== Exercise goal ==
Emit a verbatim copy of the lines running from the line with "Would you be able to indicate the weathered" through the end of the material below.

[Stored items from a collection]
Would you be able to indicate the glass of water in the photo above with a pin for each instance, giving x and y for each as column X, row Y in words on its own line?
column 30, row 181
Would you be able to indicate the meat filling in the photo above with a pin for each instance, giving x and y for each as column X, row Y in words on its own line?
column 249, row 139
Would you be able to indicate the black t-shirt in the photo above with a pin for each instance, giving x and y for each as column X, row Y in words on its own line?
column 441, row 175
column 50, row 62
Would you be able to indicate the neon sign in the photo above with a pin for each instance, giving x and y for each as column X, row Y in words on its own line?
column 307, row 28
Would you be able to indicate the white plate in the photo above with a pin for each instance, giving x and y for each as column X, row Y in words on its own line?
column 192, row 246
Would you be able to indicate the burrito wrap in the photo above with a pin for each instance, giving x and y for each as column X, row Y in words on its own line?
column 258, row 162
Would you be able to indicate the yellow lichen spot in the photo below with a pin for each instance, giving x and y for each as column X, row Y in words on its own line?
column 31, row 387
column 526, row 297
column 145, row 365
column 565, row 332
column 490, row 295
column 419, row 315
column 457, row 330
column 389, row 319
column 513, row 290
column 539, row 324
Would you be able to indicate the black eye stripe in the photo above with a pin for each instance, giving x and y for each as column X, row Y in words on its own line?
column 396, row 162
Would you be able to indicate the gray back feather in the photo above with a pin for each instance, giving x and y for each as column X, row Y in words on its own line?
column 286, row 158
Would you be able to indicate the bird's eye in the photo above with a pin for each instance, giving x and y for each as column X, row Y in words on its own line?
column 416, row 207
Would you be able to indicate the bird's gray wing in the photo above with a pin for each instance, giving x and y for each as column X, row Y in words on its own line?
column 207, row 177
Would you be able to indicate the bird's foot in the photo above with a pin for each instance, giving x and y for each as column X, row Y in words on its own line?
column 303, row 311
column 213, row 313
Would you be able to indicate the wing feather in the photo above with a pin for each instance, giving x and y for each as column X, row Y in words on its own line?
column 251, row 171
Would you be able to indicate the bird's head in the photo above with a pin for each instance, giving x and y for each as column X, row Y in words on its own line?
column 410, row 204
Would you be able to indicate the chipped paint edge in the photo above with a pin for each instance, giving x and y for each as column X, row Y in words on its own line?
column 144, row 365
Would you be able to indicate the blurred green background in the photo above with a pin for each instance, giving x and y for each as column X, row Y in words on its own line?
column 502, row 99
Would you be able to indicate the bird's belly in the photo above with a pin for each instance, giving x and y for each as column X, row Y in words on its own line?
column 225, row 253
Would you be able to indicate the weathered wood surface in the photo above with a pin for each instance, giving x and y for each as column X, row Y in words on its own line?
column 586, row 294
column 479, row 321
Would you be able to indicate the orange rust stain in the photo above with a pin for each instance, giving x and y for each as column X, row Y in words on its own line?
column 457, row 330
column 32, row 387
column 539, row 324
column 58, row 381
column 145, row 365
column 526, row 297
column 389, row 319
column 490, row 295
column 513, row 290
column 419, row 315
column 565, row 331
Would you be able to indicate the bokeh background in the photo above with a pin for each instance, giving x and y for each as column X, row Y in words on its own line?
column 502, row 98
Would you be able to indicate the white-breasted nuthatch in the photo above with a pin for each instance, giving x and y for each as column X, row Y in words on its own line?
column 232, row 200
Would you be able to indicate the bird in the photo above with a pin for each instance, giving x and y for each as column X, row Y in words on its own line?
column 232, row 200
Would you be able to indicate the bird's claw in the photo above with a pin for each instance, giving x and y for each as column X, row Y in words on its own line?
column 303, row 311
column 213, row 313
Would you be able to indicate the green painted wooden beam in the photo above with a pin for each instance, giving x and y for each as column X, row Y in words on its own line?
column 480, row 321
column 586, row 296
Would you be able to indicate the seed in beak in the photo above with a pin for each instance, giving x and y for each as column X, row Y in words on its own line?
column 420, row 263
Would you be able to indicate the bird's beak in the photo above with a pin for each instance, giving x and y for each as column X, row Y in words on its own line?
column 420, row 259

== Answer to this exercise ==
Would you be able to indicate the weathered wood surface in the photo above with a pin for each instance, giving x and y for each as column X, row Y in words on its own line?
column 586, row 294
column 479, row 321
Would you be able to indicate the orange rust stain in the photo above with a pin for each instance, giving x and y for each as column X, row Y in words on its own line?
column 457, row 330
column 32, row 387
column 539, row 324
column 58, row 381
column 145, row 365
column 526, row 297
column 389, row 319
column 490, row 295
column 513, row 290
column 419, row 315
column 565, row 331
Would you be able to indicate the bokeh background in the photo above with a pin for each instance, giving x and y for each as column X, row Y in words on its own line?
column 502, row 98
Would you be able to indicate the white-breasted nuthatch in the photo above with a pin for each instance, giving x and y for each as column X, row Y in words on its own line?
column 232, row 200
Would you be able to indicate the bird in the photo above with a pin for each instance, giving x and y for each as column X, row Y in words on its own line?
column 232, row 200
Would you be able to indicate the bird's claw in the photo above with a pin for each instance, giving x and y for each as column X, row Y in words on its own line?
column 303, row 311
column 213, row 313
Would you be able to indicate the green painted wooden beam in the photo above with a pin for each instance, giving x and y for each as column X, row Y in words on its own line?
column 480, row 321
column 586, row 296
Would you be able to indicate the seed in beak in the photo above with a pin for each instance, giving x and y for each as column X, row Y in words on its own line?
column 420, row 263
Would you be able to indicate the bird's beak in the photo above with a pin for each instance, giving x and y for each as column X, row Y in words on its own line?
column 420, row 259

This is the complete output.